*** DATA RECORDS

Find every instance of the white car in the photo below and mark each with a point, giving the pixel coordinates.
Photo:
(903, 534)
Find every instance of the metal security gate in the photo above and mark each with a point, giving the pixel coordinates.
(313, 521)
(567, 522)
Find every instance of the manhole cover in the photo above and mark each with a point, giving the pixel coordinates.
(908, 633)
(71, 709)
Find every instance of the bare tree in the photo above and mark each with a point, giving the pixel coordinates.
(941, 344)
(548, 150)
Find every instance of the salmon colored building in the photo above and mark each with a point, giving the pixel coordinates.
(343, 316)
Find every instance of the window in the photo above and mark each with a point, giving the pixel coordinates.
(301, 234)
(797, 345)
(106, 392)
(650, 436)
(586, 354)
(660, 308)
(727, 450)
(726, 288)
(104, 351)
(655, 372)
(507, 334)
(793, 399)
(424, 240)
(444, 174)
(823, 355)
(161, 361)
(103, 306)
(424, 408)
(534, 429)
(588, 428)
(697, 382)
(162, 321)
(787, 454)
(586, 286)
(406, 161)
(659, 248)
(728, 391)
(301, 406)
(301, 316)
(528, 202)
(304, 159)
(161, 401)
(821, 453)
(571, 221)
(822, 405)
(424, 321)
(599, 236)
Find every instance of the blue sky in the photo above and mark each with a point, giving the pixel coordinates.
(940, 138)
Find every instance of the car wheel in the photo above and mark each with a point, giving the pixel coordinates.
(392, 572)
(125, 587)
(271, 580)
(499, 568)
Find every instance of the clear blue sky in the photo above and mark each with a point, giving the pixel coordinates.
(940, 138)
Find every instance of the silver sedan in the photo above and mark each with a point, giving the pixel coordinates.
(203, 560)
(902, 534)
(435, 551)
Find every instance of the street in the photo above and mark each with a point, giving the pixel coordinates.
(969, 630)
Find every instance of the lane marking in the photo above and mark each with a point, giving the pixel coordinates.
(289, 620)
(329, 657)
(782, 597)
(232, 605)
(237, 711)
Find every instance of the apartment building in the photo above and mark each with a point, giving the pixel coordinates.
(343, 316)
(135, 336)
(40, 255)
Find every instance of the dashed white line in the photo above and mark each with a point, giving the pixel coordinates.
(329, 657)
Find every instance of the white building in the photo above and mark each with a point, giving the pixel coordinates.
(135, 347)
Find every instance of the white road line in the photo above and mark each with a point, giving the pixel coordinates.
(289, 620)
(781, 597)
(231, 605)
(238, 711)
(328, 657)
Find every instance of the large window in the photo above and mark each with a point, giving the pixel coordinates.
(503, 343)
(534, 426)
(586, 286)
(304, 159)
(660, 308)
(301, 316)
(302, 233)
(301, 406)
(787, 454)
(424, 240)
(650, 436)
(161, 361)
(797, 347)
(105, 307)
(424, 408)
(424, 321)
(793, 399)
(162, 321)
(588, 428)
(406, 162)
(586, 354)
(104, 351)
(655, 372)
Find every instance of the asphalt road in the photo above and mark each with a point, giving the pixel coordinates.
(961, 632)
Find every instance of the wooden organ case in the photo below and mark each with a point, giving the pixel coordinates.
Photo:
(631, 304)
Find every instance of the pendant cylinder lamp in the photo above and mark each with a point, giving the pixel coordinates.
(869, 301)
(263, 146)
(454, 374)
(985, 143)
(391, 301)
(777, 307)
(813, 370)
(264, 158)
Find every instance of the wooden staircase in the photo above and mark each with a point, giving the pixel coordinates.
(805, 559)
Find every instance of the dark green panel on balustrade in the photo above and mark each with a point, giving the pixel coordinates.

******

*WHAT TO PRODUCE*.
Reproduce the entries above exactly, every line included.

*RESULT OF THIS EXERCISE*.
Find every instance of the white car in the photo below and mark each with a point, giving the pixel coordinates.
Photo:
(903, 534)
Find every instance of the metal security gate in the photo above and mark each with a point, giving the pixel coordinates.
(313, 521)
(567, 522)
Find every instance of the manhole cover in the photo above and mark each with a point, giving the pixel coordinates.
(908, 633)
(71, 709)
Find every instance of the bare tree in the photo above and mark each with a point, giving the pixel coordinates.
(941, 344)
(548, 150)
Find every instance of the salmon colored building in the photo above and mark each with a point, giving the pixel coordinates.
(343, 316)
Find every instance of the window in the photo above and mark each with a point, giving the pixel coordinates.
(301, 234)
(797, 345)
(106, 392)
(650, 436)
(586, 354)
(660, 308)
(727, 450)
(726, 288)
(104, 351)
(655, 372)
(507, 334)
(793, 399)
(424, 240)
(444, 174)
(823, 355)
(161, 361)
(103, 306)
(424, 408)
(534, 429)
(588, 428)
(697, 382)
(162, 321)
(787, 454)
(586, 286)
(406, 161)
(659, 248)
(728, 391)
(301, 406)
(301, 316)
(528, 202)
(304, 159)
(161, 401)
(821, 453)
(571, 221)
(822, 405)
(424, 321)
(599, 236)
Find every instance of the blue sky in the photo above and mark each with a point, giving the pixel coordinates.
(940, 138)
Find every instance of the car wheel in the photo above and mark each with a point, giving the pixel coordinates.
(392, 572)
(125, 587)
(271, 580)
(499, 568)
Find every instance of the clear blue sky in the photo above and mark each with a point, giving the pixel coordinates.
(940, 138)
Find every instance of the silver sedan in the photo above and mark each with a point, giving the pixel coordinates.
(203, 560)
(902, 534)
(435, 551)
Find every instance of the street in the photo above and mark each with a point, giving the pixel coordinates.
(969, 630)
Find every instance of the lane marking in the photo above and mark each with a point, giving the pixel coordinates.
(289, 620)
(329, 657)
(782, 597)
(232, 605)
(237, 711)
Find every instance of the apartment building in the photo above and mark each with a point, giving the pixel coordinates.
(343, 316)
(135, 336)
(40, 255)
Find every instance of the dashed white line in the photo above and mark each with a point, giving the pixel coordinates.
(329, 657)
Find every instance of the white building in the photo above and mark each with a point, giving the pixel coordinates.
(135, 347)
Find every instance of the white road line in the photo above and mark each with a point, giving the pixel coordinates.
(289, 620)
(781, 597)
(231, 605)
(238, 711)
(328, 657)
Find every instance of the large window in the photo above and mark each with a point, giving the pixel coordinates.
(503, 343)
(534, 426)
(586, 286)
(304, 159)
(660, 308)
(301, 316)
(302, 233)
(301, 406)
(787, 454)
(424, 240)
(650, 436)
(161, 361)
(797, 347)
(105, 307)
(424, 408)
(424, 321)
(793, 399)
(162, 321)
(588, 428)
(406, 162)
(586, 354)
(104, 351)
(655, 372)
Find every instance of the asphalt road in the photo above and mark each with a point, giving the pixel coordinates.
(961, 632)
Find every instance of the wooden organ case in the photo below and mark each with a point, giving the pixel coordinates.
Photo:
(631, 304)
Find every instance of the pendant cylinder lamp in the photo above and mark each with a point, giving the pixel coordinates.
(869, 301)
(263, 146)
(454, 374)
(985, 143)
(391, 301)
(777, 307)
(813, 370)
(264, 158)
Find every instance of the wooden staircase in the photo above and mark each with a point, giving the pixel coordinates.
(805, 559)
Find every instance of the dark green panel on balustrade in the photo above and mark each with a point, giving the pixel coordinates.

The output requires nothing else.